───── Provided data

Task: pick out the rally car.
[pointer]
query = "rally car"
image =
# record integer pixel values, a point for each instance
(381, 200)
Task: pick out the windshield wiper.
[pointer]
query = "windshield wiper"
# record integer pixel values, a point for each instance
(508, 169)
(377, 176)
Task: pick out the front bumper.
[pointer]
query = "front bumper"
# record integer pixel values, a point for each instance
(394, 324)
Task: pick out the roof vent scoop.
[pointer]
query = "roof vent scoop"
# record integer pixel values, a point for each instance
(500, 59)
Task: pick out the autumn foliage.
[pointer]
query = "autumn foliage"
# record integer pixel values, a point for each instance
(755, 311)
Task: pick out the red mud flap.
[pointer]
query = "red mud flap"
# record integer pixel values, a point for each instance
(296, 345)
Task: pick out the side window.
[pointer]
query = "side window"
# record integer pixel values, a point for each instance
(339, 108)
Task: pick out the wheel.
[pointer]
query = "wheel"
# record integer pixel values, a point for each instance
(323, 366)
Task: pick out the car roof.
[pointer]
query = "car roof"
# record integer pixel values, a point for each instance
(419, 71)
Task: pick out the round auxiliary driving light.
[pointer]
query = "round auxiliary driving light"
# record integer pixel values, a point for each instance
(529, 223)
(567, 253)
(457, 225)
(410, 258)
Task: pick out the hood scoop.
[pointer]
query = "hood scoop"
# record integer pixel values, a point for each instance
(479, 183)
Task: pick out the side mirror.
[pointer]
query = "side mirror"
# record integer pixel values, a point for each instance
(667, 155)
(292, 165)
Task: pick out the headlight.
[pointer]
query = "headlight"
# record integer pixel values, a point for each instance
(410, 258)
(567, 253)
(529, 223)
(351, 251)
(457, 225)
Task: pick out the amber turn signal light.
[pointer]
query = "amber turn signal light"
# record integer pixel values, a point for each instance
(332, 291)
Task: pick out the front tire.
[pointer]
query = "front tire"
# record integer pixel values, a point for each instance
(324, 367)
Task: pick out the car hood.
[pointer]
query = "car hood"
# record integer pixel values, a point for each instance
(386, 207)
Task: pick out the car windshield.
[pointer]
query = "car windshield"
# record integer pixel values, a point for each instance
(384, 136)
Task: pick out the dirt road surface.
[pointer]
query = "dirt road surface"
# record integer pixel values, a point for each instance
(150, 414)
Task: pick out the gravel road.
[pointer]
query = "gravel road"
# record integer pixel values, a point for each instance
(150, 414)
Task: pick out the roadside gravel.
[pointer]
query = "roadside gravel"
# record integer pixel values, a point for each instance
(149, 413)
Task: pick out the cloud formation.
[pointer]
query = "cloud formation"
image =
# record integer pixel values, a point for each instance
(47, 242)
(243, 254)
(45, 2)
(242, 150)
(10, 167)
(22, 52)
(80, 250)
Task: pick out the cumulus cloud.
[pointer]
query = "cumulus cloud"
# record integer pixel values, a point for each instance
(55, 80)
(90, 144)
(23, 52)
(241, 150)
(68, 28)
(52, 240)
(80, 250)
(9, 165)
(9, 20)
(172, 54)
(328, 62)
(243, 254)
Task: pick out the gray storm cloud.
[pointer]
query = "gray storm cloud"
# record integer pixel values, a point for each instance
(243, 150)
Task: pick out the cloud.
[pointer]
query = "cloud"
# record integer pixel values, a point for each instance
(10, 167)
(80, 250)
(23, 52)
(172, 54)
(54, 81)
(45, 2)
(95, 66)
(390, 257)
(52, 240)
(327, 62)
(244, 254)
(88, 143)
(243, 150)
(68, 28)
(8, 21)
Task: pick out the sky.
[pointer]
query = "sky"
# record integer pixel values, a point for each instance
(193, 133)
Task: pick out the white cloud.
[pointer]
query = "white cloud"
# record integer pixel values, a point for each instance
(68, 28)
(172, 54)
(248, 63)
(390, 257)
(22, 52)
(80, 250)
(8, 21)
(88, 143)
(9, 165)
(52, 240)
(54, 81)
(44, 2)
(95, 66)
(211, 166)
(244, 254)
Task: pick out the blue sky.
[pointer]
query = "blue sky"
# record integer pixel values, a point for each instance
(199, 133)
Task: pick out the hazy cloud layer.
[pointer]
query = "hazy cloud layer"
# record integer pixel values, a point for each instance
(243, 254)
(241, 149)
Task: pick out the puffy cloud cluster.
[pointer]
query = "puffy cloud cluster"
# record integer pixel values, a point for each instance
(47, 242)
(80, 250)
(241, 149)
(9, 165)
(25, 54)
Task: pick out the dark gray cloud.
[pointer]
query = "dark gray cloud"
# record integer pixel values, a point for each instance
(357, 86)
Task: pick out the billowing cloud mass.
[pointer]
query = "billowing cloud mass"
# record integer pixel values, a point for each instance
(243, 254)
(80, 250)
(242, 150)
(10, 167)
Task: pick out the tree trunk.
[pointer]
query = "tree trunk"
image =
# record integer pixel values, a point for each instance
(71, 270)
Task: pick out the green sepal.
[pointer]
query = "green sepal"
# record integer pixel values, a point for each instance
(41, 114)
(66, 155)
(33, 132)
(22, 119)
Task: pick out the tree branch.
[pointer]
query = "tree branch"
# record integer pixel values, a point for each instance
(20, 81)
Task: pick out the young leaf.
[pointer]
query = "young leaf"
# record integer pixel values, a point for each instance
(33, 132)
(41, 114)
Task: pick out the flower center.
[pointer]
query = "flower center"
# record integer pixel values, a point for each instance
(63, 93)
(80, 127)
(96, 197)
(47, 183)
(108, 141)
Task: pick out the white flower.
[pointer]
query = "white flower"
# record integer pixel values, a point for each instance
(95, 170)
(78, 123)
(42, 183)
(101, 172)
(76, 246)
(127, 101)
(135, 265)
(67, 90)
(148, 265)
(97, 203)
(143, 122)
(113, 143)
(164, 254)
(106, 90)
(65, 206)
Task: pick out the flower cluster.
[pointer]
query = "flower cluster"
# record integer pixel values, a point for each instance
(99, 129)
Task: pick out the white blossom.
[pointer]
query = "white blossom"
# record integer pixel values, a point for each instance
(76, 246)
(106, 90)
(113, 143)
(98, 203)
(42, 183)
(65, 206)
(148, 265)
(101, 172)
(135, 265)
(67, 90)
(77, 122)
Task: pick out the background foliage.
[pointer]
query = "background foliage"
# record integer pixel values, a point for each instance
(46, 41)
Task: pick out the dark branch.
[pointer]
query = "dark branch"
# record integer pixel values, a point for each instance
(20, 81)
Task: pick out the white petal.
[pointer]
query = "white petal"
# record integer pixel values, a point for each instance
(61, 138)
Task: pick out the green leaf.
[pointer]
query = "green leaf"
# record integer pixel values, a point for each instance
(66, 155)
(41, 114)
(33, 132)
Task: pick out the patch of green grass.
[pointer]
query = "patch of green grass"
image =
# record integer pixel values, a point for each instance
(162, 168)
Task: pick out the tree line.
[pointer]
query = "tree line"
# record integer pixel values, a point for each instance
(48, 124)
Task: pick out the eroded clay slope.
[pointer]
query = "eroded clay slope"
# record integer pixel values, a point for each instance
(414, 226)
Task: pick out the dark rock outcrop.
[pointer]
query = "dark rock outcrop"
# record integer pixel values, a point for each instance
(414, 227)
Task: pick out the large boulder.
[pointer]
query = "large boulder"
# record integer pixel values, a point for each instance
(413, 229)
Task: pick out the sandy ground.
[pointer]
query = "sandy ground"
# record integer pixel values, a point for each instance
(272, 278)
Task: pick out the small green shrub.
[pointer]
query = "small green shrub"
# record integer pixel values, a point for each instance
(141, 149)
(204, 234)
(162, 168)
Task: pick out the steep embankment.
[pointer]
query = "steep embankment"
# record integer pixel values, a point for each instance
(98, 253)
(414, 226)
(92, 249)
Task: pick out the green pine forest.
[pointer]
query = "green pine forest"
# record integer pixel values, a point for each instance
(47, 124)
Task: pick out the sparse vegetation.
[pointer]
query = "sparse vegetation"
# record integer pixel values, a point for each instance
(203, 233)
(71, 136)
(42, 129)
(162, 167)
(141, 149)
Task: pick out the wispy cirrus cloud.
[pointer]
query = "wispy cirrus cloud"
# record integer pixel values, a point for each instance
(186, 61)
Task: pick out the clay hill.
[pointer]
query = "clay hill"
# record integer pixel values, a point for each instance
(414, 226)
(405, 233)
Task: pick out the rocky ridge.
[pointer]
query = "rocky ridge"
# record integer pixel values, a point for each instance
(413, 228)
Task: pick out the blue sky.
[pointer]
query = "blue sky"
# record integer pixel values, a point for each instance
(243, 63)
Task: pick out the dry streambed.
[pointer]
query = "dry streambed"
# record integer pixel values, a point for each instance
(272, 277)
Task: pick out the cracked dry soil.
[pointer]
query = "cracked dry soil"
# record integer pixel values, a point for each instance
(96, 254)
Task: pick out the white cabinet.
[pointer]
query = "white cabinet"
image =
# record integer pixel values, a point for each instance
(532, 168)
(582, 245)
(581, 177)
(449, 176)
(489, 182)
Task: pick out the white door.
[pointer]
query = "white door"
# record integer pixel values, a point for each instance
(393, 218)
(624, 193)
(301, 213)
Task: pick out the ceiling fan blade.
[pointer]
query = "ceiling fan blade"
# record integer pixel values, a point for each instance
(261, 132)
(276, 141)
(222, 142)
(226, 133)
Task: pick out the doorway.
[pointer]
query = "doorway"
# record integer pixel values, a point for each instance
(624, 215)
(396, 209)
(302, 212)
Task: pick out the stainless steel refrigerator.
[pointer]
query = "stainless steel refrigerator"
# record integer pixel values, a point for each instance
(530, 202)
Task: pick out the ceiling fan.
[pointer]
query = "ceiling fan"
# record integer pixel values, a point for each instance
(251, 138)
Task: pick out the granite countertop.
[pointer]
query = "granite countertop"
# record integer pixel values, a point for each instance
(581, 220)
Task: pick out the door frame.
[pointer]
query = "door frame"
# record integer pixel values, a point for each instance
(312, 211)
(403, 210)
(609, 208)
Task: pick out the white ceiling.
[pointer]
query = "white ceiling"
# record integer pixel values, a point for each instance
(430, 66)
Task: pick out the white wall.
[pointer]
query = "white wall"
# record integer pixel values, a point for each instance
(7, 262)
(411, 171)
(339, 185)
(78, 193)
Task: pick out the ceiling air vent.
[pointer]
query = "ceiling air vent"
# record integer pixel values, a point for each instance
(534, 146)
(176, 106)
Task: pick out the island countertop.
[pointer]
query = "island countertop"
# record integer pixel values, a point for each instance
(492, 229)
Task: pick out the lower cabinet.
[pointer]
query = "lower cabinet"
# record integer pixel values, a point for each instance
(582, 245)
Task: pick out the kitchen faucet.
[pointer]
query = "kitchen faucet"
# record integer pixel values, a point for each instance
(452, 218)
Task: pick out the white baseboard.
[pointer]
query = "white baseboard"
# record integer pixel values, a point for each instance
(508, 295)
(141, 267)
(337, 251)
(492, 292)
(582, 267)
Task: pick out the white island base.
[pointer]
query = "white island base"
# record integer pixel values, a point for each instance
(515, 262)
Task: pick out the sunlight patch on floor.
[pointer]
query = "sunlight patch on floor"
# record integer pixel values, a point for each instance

──────────

• _Problem statement_:
For each line of the data that includes the word "vegetation", return a copy of it.

• _Written answer_:
Task: pick out the sparse vegetation.
query = "sparse vegetation"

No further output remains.